Task statement:
With the pictures left out, write every entry down exactly.

Dataset content:
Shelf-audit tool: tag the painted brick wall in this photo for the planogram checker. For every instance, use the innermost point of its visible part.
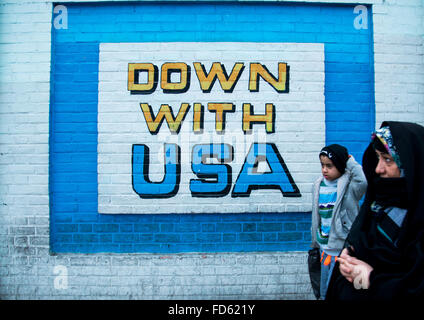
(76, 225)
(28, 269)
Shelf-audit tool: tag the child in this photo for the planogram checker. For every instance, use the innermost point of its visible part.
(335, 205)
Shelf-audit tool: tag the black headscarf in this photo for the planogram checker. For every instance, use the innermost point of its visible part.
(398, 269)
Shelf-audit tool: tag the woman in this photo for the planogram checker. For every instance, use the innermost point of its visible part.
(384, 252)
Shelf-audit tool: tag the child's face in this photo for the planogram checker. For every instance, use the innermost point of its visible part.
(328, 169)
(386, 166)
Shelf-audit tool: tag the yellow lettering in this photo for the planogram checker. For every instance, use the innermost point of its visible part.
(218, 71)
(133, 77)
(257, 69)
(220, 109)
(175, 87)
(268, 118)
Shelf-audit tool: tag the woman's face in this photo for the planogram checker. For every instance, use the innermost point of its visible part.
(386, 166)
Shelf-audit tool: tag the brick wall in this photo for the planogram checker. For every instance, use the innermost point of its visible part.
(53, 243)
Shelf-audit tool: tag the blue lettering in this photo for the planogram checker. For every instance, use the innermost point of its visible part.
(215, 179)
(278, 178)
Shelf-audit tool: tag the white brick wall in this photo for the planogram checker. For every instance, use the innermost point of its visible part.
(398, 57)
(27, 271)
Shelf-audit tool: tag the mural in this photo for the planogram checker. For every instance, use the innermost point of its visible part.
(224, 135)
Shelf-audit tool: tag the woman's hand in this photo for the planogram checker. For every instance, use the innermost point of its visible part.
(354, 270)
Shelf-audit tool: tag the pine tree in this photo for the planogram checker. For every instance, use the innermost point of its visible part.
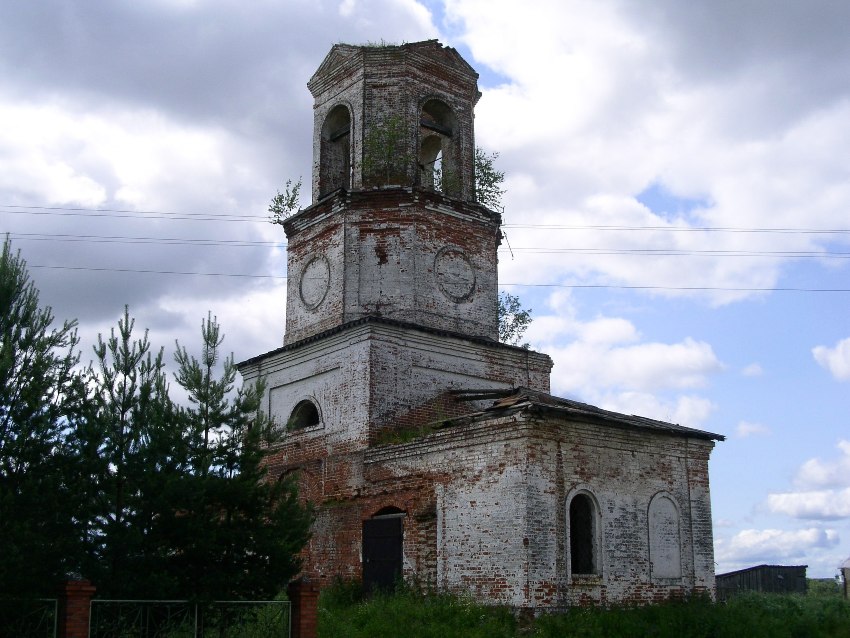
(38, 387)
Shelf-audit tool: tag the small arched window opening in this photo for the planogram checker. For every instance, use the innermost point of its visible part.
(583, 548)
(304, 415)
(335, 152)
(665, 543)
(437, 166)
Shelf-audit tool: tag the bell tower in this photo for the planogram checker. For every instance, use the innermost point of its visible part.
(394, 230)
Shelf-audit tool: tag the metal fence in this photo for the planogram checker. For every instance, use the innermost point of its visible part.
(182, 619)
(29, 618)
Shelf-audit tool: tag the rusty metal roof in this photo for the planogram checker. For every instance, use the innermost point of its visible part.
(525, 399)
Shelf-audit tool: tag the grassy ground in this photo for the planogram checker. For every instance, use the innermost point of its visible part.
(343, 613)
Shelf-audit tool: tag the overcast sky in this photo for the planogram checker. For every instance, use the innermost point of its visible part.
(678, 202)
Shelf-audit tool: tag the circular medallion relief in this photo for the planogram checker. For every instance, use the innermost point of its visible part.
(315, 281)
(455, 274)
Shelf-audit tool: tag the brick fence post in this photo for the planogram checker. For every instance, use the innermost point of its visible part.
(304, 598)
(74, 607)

Response to this task:
Shelf-audit tool: tag the painted brick wall in this photo for the planogram checker. For every instance, use the innermost point of its visible part.
(76, 225)
(28, 269)
Shelf-audit tool: tag the child in this photo for the planogram checker. For every instance, use the innermost point of its visible part.
(335, 205)
Shelf-audit tool: tag the black headscarf in this photo for the planogram checker. For every instance, use the innermost point of its visible part.
(398, 269)
Shelf-audit tool: tag the woman in this photo for the planogram checker. For every instance, use the innermost point of its visible part.
(384, 252)
Shelf-audit tool: tag the child's face in this photo for the planogram checker. For every instance, use the innermost point of its visible part.
(328, 169)
(386, 166)
Shelf-audit tool: tag the yellow lettering in this photo for the planogram checker. For every instance, use the innermost point of its visible part.
(218, 71)
(133, 77)
(257, 69)
(220, 109)
(175, 87)
(268, 118)
Shelf-audit tool: tag the woman's face in this photo for the planogram checker. For every instance, use the innermost point of its visible part.
(386, 166)
Shelf-audit tool: tag the brick wall in this photo for the planogram checker. For every instance, use the innermost point of its visible part.
(53, 243)
Shelf-audit tool: tag the blue lettering in this photo for the planogram checker. For every instance, use the innermost point of its visible part.
(215, 179)
(278, 178)
Shelf-audit tool: tag the white brick wall in this photo for the planogram checker. For every instance, use the innermost point of its visible part.
(398, 57)
(27, 271)
Shelf-audit tool: tag the mural in this photo for the planogram checker. For every instance, use the innermost point of its visible part.
(224, 135)
Shelf-audit tool: tag the woman's hand in this photo for the planogram checker. For every instance, use the innermost point of its visible part.
(354, 270)
Shelf-audit tool: tag the pine tree in this photo for the planogram checker. For every instance, use the innermost point of its visible part.
(38, 387)
Shelf-audit tool: tag the small arched window opening in this photo for the planogram checker. For every instance, use the innermost point of its visible part.
(583, 548)
(304, 415)
(335, 152)
(665, 543)
(437, 166)
Shelf-audit tool: tag the bell tower in this photo for the planogram checker. For every instance, use the innermost point of its visible part.
(394, 230)
Shelf-audit tool: tag the metal fence in this photo for the planogram checker. For every instance, use the innermost point of its visible part.
(182, 619)
(29, 618)
Shelf-audit tool: tag the rusty metal roof in this photo for the planogram checker. For every instance, use the innermost point of its visible part.
(525, 399)
Shelf-audit tool: tag the grassy ground in this photo for the planogram checker. For every instance, use the innermost point of its visible part.
(343, 613)
Shelf-audit tool: tag the overcast sky in this photo for the planogram checker. For every instance, use the innermost point of its visible part.
(678, 202)
Shelf-audit tool: tag the circular medallion relief in this photo for the planogram checker. For every instance, use the innermost point of its visible part.
(315, 281)
(455, 274)
Shelf-audit tool: tag the brick fence post in this photo for the planogram checker. For every instance, use the innermost point of its visible part.
(304, 598)
(74, 607)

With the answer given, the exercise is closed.